ABOUT THIS TASK: Continue the passage on clustering m⁶A methylation peaks in MeRIP-seq data, starting right after equation (1).

These new wave of breakthroughs cannot be achieved without the recent development of MeRIP-seq [12, 13], which was successfully developed to reveal the transcriptome-wide distribution of m⁶A in human and mouse cells. In this essay, mRNA is first chemically fragmented into approximately 100-nucleotide (nt) long before immunoprecipitation with anti-m⁶A antibody. Then, the immunoprecipitated (IPed) methylated mRNA fragments and the un-immunoprecipited input control mRNA fragments are subjected to high-throughput sequencing [14]. The sequenced IP and input reads are aligned to the transcriptome and reads enrichment of IP out of the combined reads in IP and input samples are examined to predict to loci of methylation sites and infer the degree of methylation. We have previously developed exomePeak [15, 16] and HEPeak [17], two algorithms for detecting m⁶A peaks in MeRIP-seq. Although MeRIP-seq and subsequent computational peak-calling analysis provide an accurate landscape of m⁶A methylation in transcriptome, the complete mechanisms of this methylation still remains unclear. Just like gene expression where co-expression might suggest co-regulation or similar gene functions, sites with similar methylation degree could be related to similar methylation mechanisms. Therefore, there is a need to develop algorithms to uncover co-methylation pattern in MeRIP-seq data. In this paper, we model the methylation degrees of m⁶A peaks as a mixture of the Beta-binomial distributions and propose an expectation-maximization based clustering algorithm to uncover the co-methylation patterns.

Methods

In this section, we first describe the proposed generative model to define m⁶A peak clusters and then derive the Expectation-Maximization algorithm for the inference. In the end, we discuss a Bayesian Information Criterion (BIC) [18] for selecting the optimal number of m⁶A peak clusters.

The proposed graphical model for clustering RNA methylation peaks

The proposed graphical model for clustering of m⁶A peaks in MeRIP-seq data is shown in Fig. 1. Suppose we have identified a set of N m⁶A peaks, by using peak-calling software such as exomePeak or HEPeak. The goal is to cluster these peaks according to their methylation degree, which is defined as IP reads count divided by the total count of IP and control reads. For the n _th m⁶A peak, let Z _n ∈ {1, 2,.., K} denote the index of the particular methylation cluster that n-th peak belongs to, with K representing the total number of clusters, then Z _n follows a discrete distribution

$$ P\left({Z}_n\Big|\boldsymbol{\uppi} \right)={\displaystyle \prod_{k=1}^K{\pi_k}^{I\left({Z}_n=k\right)}} $$

(1)

RECORDED INFORMATION:
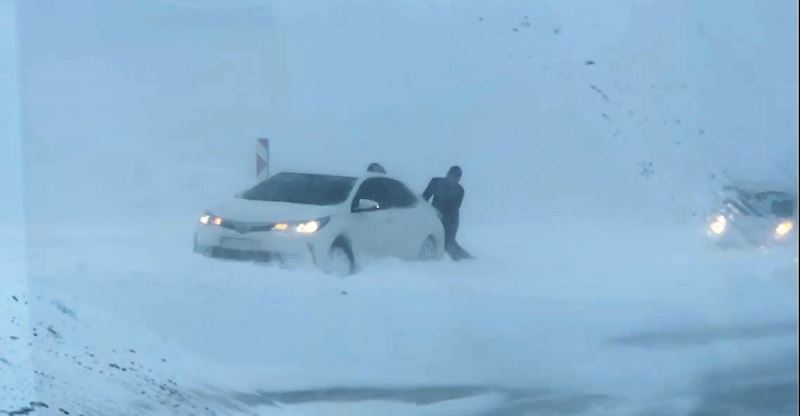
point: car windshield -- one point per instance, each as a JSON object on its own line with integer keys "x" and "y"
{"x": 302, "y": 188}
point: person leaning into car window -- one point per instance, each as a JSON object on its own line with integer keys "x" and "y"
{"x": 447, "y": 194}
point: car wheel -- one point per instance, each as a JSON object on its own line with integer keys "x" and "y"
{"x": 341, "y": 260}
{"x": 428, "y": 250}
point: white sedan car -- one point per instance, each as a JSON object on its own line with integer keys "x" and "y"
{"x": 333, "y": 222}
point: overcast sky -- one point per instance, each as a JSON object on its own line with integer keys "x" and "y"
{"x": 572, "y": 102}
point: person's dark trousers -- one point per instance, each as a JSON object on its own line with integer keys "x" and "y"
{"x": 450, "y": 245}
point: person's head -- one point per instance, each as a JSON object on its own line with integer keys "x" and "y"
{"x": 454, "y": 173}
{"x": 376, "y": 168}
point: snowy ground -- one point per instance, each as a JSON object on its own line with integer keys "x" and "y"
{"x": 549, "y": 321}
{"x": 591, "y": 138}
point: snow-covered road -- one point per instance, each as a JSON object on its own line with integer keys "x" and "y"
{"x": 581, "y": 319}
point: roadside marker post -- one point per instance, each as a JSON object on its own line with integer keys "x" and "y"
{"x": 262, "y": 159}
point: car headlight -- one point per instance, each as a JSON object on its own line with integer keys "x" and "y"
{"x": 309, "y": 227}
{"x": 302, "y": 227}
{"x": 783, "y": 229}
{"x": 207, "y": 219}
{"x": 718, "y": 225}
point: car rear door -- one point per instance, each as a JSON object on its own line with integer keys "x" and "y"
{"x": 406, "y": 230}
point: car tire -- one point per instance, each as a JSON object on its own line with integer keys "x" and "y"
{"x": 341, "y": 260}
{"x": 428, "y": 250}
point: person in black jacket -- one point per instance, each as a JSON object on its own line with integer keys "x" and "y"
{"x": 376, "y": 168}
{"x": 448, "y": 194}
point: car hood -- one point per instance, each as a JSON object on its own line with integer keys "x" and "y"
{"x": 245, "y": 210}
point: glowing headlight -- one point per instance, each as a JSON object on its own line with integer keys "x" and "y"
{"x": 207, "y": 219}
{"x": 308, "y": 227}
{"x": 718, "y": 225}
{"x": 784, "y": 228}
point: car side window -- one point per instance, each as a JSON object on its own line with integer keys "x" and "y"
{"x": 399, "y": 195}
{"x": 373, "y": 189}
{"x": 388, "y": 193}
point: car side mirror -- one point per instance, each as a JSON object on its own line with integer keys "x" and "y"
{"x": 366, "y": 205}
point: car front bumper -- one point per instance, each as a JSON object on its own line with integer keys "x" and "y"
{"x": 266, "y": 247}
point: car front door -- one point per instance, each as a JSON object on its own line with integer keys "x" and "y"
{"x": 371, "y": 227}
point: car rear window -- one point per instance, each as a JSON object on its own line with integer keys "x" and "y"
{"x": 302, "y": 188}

EXERCISE ANSWER:
where π _k is the unknown probability that an m⁶A peak belongs to cluster k, where ∑_K π _k = 1 and I(⋅) is the indicator function. Also, let the observed reads count in the n _th peak of the m _th IP replicate sample be X _m,n and that of the m _th input replicate denote as Y _mn. Under the assumption that reads count follows a Poisson distribution, the reads count X _mn given the total reads account T _mn = X _mn + Y _mn can be shown to follow a Binomial distribution

$$ P\left({X_m}_n\Big|{p}_n,{Z}_n\right)={{\displaystyle \prod_{k=1}^K\left(\left(\begin{array}{c}\hfill {T}_{mn}\hfill \\ {}\hfill {X}_{mn}\hfill \end{array}\right){p_n}^{X_{mn}}{\left(1-{p}_n\right)}^{Y_{mn}}\right)}}^{I\left({Z}_n=k\right)} $$

(2)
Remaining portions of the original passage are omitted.